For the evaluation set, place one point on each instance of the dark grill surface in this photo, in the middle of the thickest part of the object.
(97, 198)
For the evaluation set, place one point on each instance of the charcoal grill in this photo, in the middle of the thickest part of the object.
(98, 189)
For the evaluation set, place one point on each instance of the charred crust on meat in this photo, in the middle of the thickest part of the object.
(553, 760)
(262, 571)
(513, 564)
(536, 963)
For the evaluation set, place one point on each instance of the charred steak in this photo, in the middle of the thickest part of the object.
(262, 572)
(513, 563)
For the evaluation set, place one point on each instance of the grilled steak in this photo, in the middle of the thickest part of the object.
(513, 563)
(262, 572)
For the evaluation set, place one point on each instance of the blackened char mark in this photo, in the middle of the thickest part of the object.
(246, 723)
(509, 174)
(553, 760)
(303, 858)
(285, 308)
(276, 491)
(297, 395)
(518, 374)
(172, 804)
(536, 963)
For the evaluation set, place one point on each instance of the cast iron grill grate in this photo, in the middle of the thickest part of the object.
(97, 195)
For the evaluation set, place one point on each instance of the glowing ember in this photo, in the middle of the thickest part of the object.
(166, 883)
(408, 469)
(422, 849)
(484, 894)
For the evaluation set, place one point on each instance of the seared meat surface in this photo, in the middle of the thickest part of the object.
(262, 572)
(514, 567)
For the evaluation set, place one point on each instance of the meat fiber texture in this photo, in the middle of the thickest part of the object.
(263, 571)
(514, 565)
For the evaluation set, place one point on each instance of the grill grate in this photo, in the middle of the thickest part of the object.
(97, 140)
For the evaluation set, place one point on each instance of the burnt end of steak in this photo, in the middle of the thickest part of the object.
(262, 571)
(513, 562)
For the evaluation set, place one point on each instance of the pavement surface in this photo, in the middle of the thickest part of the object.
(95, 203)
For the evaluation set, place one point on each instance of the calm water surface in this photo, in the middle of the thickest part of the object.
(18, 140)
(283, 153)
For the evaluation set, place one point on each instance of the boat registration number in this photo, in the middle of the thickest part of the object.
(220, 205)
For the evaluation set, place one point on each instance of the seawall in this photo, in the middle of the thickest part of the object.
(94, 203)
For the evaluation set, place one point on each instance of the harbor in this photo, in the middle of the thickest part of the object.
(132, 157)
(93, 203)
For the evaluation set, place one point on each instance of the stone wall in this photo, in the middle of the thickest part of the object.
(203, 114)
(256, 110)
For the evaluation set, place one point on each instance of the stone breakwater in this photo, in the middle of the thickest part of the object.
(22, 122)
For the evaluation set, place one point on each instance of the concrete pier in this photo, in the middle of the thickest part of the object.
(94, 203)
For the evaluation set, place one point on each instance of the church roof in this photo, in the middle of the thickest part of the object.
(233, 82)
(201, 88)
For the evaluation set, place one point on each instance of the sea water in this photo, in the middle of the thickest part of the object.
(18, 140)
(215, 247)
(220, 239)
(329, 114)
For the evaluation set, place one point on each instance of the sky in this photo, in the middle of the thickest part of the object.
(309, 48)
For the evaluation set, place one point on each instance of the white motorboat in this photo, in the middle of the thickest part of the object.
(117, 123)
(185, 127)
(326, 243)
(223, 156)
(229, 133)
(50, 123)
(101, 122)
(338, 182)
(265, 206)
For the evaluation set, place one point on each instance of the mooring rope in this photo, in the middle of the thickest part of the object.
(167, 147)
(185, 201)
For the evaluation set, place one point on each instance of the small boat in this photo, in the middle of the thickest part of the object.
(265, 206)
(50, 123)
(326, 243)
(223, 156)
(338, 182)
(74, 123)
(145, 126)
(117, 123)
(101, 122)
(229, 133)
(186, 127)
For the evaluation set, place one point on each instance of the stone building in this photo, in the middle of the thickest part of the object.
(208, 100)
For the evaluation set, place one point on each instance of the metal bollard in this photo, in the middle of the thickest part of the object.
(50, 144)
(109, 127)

# TASK BRIEF
Set down every line of the listing above again, exactly as given.

# THE RESPONSE
For the evaluation set, place one point on each instance of the dark grill surface in this photo, in the middle of the thickest part of the object.
(97, 198)
For the evaluation set, place one point on each instance of the charcoal grill in this photo, in the middle of the thickest part of the object.
(98, 189)
For the evaluation set, place one point on each instance of the charred crust on meat in this photo, in the middle of the thickest part of the object.
(553, 760)
(262, 571)
(513, 564)
(536, 963)
For the evaluation set, place one point on each instance of the charred steak in this photo, in the middle of the thickest part of the object.
(262, 572)
(513, 563)
For the evaluation set, place one point on each instance of the grilled steak in this photo, in the middle of the thickest part of the object.
(513, 563)
(262, 572)
For the evaluation set, place one point on each instance of the blackened char mark in this photo, in the middle of the thickest part of the object.
(246, 723)
(509, 174)
(553, 760)
(303, 858)
(285, 308)
(276, 491)
(297, 395)
(518, 374)
(172, 804)
(536, 963)
For the evaluation set, place one point on each instance of the cast iron grill grate in this photo, in the middle of the thickest part of the object.
(97, 195)
For the evaluation set, place one point on each instance of the glowing ember in this photo, in the middle of the thickest part of the object.
(166, 883)
(408, 469)
(422, 849)
(484, 894)
For the evaluation set, place one point on each instance of the seared meat surface in this photo, in the middle of the thickest part of the object.
(262, 572)
(514, 567)
For the evaluation set, place one point on each instance of the meat fiber texture in this photo, in the middle of the thickest part of the object.
(263, 571)
(514, 565)
For the evaluation set, place one point on each instance of the grill grate in this photo, in the middle of the thickest part of the object.
(97, 140)
For the evaluation set, place one point on each instance of the burnt end of steak in this photo, in the middle of the thickest part of the object.
(262, 571)
(513, 562)
For the evaluation set, place one point on each instance of the pavement surface in this photo, in the middle of the thickest part of the object.
(95, 203)
For the evaluation set, place one point on each instance of the calm water surface in this photo, in the middle of the thickest part of the object.
(18, 140)
(283, 153)
For the evaluation set, place one point on each instance of the boat registration number in this photo, in the middle of the thickest part of the object.
(220, 205)
For the evaluation set, place one point on each instance of the seawall in this photo, in the middle of the thickest part of the object.
(94, 203)
For the evaluation set, place one point on each instance of the harbor in this photo, in the middle of the thickest part of the object.
(132, 157)
(93, 203)
For the evaluation set, place one point on each instance of the stone wall in this photo, in the middle of the thickest part of the object.
(203, 114)
(256, 110)
For the evaluation set, place one point on each instance of the stone breakwater in this photo, in the middle of the thickest part of the object.
(22, 122)
For the evaluation set, place one point on each instance of the concrete pier in this photo, in the middle of the thickest part of the object.
(94, 203)
For the evaluation set, place one point on each instance of the church roof in this photo, in the middle of the thickest part of the object.
(233, 82)
(201, 88)
For the evaluation set, place one point on each instance of the sea water in this photo, in the middle of the thickest part of the object.
(18, 140)
(215, 247)
(220, 239)
(329, 114)
For the evaluation set, place one point on each instance of the sky in this photo, in the middle of the thickest part of the object.
(309, 48)
For the evaluation set, place one point on each instance of the white motorboat in this photo, in the middle of the thickest part of the object.
(117, 123)
(185, 127)
(326, 243)
(223, 156)
(229, 133)
(50, 123)
(101, 122)
(338, 182)
(265, 206)
For the evaluation set, place one point on each instance of the mooring rope in this photo, in the middle of the thickest part of the object.
(167, 147)
(185, 201)
For the evaluation set, place one point on each instance of the small boat in this photo, in the middle of the thickest part of the object.
(265, 206)
(50, 123)
(326, 243)
(223, 156)
(338, 182)
(74, 123)
(145, 126)
(117, 123)
(101, 122)
(229, 133)
(186, 127)
For the evaluation set, place one point on each instance of the stone building in this photo, in the middle of the thickest part of the object.
(208, 100)
For the evaluation set, place one point on each instance of the metal bollard in this photo, in the middle of the thickest part of the object.
(50, 144)
(109, 127)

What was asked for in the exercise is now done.